## PROVIDED TEXT
Quillaia is the milled inner bark or small stems and branches of the soapbark (Quillaja saponaria). Other names include Murillo bark extract, Panama bark extract, Quillaia extract, Quillay bark extract, Soapbark extract, and Quillajae cortex. Quillaia contains high concentrations of saponins that can be increased further by processing. Highly purified saponins from quillaia bark are used as adjuvants to enhance the effectiveness of vaccines. Other compounds in the crude extract include tannins and other polyphenols, and calcium oxalate.

Quillaia is used in the manufacture of food additives. The extract also is used as a humectant in baked goods, frozen dairy products, and puddings and as a foaming agent in soft drinks. It is used in agriculture for some "natural" spray adjuvant formulations.

==Use in medicine==
The saponins from Quillaja saponaria are used in several approved veterinary vaccines (e.g., foot-and-mouth disease vaccines). Initially a crude preparation was used, but more recently purified products have been developed. Two of these (Quil A and Matrix-M) have been shown to be more effective and cause less local irritation.

Quil A is still a mixture of more than 25 different saponin molecules. One of them, the saponin QS21, has been investigated for as an adjuvant for human vaccines.

Novavax uses a highly purified quillaja extract as an adjuvant in its veterinary and human vaccines. The adjuvant, Matrix-M, is made at facilities in Sweden and Denmark.

## TASK INSTRUCTIONS
A) Decide whether each statement agrees with the passage on quillaia, answering yes or no and quoting the words that settle it: (i) Quil A is a single saponin molecule. (ii) Matrix-M is made at facilities in Sweden and Denmark. (iii) Quillaia extract is used as a foaming agent in soft drinks.
B) Transcribe the passage on quillaia from "Quil A is still" up to and including "for human vaccines.".

## INFORMATION SHOWN

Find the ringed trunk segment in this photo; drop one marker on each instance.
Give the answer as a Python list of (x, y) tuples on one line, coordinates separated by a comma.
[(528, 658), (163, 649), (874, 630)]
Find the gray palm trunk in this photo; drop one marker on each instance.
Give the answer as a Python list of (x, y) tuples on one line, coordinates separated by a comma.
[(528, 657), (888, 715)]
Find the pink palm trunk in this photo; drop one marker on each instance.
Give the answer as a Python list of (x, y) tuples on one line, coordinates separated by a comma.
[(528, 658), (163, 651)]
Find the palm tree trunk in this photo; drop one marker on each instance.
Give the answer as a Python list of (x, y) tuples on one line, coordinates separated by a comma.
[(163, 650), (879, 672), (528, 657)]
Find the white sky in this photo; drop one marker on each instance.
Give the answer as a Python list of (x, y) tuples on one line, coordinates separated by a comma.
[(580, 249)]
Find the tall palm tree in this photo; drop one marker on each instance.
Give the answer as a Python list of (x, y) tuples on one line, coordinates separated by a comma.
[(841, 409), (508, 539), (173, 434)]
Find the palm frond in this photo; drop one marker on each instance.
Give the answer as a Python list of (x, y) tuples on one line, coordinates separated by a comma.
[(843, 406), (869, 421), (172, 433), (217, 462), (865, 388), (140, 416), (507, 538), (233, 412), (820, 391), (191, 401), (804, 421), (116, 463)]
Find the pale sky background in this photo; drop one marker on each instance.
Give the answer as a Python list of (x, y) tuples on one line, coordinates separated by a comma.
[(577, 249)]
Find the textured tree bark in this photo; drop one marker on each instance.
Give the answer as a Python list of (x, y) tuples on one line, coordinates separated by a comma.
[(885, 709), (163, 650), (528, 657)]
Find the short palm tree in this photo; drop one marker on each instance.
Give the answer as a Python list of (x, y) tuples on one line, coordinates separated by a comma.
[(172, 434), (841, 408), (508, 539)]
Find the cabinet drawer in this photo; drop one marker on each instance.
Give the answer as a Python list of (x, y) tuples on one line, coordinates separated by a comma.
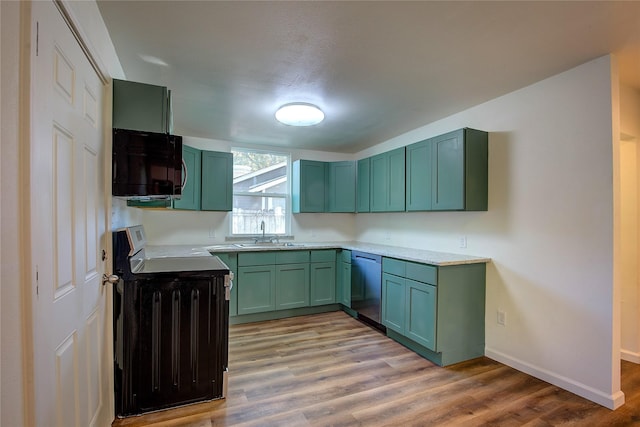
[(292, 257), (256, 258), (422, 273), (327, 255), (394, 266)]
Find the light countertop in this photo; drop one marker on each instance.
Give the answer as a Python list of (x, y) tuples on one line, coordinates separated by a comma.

---

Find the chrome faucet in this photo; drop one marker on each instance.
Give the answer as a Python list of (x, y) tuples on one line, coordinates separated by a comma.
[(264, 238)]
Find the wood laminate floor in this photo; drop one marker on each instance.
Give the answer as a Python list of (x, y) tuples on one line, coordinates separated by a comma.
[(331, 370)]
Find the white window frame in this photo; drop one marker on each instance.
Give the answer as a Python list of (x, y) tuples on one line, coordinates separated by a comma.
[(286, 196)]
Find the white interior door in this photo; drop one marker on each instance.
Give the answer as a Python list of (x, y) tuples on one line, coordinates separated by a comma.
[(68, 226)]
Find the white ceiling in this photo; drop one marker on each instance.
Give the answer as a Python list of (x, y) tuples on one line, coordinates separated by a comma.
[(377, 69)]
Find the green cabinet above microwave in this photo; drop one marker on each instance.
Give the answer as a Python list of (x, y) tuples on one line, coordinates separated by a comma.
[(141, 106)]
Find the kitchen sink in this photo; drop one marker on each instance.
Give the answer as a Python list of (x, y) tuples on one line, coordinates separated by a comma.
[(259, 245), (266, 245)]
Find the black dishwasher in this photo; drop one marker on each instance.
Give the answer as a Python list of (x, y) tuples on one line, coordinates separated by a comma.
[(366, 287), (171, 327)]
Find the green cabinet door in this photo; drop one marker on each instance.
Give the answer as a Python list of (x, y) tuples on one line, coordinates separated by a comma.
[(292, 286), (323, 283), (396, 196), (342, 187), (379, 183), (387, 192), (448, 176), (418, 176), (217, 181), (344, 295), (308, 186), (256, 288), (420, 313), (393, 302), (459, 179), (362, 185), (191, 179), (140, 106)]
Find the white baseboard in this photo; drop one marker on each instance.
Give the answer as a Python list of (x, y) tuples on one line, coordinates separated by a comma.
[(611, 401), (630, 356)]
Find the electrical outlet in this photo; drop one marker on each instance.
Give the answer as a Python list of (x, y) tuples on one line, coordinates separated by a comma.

--

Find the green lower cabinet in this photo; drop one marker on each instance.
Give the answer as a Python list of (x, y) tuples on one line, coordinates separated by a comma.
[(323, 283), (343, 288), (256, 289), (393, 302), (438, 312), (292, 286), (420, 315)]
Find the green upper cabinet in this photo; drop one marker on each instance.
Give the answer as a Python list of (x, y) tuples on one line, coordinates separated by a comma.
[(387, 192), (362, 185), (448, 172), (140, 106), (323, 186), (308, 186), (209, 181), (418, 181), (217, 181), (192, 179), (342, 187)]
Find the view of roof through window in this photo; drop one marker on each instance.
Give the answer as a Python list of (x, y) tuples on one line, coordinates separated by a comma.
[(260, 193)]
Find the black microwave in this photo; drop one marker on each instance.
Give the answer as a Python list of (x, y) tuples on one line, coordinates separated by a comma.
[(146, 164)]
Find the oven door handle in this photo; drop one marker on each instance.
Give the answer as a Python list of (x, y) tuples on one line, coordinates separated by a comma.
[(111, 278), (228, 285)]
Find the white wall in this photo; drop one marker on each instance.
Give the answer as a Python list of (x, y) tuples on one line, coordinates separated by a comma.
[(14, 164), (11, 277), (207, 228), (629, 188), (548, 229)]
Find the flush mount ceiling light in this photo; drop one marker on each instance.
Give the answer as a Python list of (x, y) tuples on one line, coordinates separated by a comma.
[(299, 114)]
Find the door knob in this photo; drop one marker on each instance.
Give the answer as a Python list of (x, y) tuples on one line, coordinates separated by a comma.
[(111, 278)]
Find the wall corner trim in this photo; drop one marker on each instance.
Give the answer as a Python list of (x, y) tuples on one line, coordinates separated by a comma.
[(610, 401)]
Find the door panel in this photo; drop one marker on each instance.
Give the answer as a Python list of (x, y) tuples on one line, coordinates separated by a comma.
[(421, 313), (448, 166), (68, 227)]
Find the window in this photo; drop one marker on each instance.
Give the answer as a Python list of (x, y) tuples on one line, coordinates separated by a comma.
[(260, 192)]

## WRITTEN ANSWERS
A)
(i) No: "Quil A is still a mixture of more than 25 different saponin molecules."
(ii) Yes: "The adjuvant, Matrix-M, is made at facilities in Sweden and Denmark."
(iii) Yes: "as a foaming agent in soft drinks"

B)
Quil A is still a mixture of more than 25 different saponin molecules. One of them, the saponin QS21, has been investigated for as an adjuvant for human vaccines.